**PAGE EXTRACT**

SUMMARY OF THE INVENTION

Aspects of the present invention provide a method of determining an optimum recording power using a recording power at a saturation point of the recording signal characteristics, and an optical recording/reproducing apparatus using the same.

Additional aspects and/or advantages of the invention will be set forth in part in the description which follows and, in part, will be obvious from the description, or may be learned by practice of the invention.

According to an aspect of the present invention, there is provided a method to determine an optimum recording power with respect to a rewritable optical recording medium with multiple layers, the method comprising: writing a recording signal to an unrecorded area of a power calibration area (PCA) of the rewritable optical recording medium using a predetermined recording power, and then measuring characteristics of the recording signal; determining whether or not the measured recording signal characteristics have a saturation area; computing a recording power at a saturation point of the recording signal characteristics when the recording signal characteristics have the saturation area; and determining an optimum recording power by multiplying the recording power at the saturation point by a predetermined value.

According to an aspect of the present invention, determining the optimum recording power may, although not necessarily, include searching for the unrecorded area of the PCA block and erasing the PCA block when the unrecorded area does not exist.

According to an aspect of the present invention, determining the optimum recording power may, although not necessarily, include increasing the predetermined recording power when the recording signal characteristics do not have the saturation area.

According to an aspect of the present invention, the predetermined value may, although not necessarily, be determined according to the type of the optical recording medium, and may, although not necessarily, be pre-stored in the optical recording medium.

According to an aspect of the present invention, the recording signal characteristics may, although not necessarily, linearly increase according to the increase of the recording power before the saturation point, and linearly decrease according to the increase of the recording power after the saturation point.

According to an aspect of the present invention, the recording signal characteristics may, although not necessarily, comprise one of asymmetry signal characteristics and beta signal characteristics.

**INSTRUCTIONS FOR THE TASK**
List, in order, the steps of the method described in the first paragraph of the invention summary that begins "According to an aspect of the present invention".

**GIVEN ENTRIES**
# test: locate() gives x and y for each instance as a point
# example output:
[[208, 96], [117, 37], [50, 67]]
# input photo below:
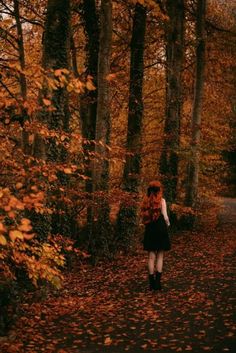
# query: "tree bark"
[[88, 102], [127, 218], [101, 229], [56, 55], [22, 79], [174, 66], [101, 171], [193, 166]]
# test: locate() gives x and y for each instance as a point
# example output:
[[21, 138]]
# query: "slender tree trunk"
[[174, 66], [127, 218], [56, 55], [193, 167], [101, 168], [88, 102], [22, 78]]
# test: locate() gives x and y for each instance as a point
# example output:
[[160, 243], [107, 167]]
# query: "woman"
[[156, 239]]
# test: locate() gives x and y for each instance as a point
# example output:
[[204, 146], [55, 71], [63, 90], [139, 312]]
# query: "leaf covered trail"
[[108, 308]]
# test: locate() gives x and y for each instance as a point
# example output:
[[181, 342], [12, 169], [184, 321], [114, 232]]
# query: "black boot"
[[158, 280], [152, 283]]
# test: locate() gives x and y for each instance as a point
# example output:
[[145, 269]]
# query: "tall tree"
[[56, 55], [22, 77], [193, 166], [174, 66], [56, 49], [103, 124], [127, 218], [88, 102]]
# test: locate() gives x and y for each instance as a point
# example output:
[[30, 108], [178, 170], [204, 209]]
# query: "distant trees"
[[194, 161], [127, 219], [175, 52]]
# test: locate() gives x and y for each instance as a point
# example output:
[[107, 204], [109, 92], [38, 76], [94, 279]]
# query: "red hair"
[[151, 206]]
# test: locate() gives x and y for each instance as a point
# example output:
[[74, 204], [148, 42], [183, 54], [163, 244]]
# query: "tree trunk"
[[22, 79], [127, 218], [56, 49], [193, 167], [174, 66], [56, 55], [101, 167], [88, 102]]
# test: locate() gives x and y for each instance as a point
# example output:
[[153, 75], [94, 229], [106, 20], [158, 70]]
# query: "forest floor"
[[108, 308]]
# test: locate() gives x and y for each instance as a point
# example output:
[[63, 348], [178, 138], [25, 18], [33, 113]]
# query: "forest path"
[[109, 308]]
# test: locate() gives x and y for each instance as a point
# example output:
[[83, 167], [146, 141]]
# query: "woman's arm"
[[164, 211]]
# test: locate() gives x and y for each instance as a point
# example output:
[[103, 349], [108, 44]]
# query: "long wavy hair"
[[151, 206]]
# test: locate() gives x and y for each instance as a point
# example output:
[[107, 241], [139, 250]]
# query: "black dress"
[[156, 235]]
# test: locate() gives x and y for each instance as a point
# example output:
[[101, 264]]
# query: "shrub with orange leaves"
[[19, 246]]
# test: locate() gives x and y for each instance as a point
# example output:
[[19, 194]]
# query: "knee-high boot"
[[152, 284], [158, 280]]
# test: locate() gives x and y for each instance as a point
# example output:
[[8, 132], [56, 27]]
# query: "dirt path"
[[109, 309]]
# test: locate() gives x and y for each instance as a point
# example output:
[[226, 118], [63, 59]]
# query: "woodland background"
[[97, 98]]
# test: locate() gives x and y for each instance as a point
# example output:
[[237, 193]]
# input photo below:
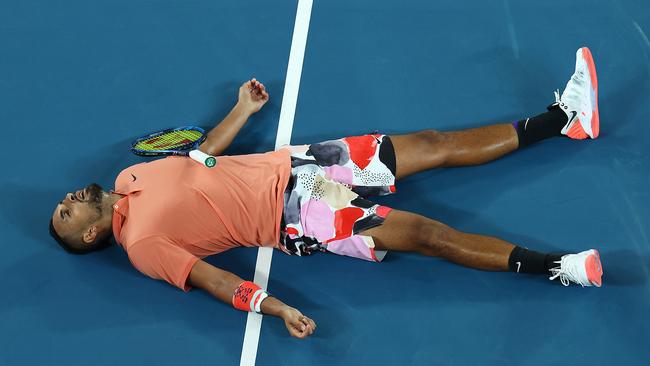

**ANSWER TO THIS TASK**
1. Write a recording signal to an unrecorded area of a power calibration area (PCA) of the rewritable optical recording medium using a predetermined recording power, and then measure the characteristics of the recording signal.
2. Determine whether or not the measured recording signal characteristics have a saturation area.
3. When the recording signal characteristics have the saturation area, compute the recording power at the saturation point of those characteristics.
4. Determine the optimum recording power by multiplying the recording power at the saturation point by a predetermined value.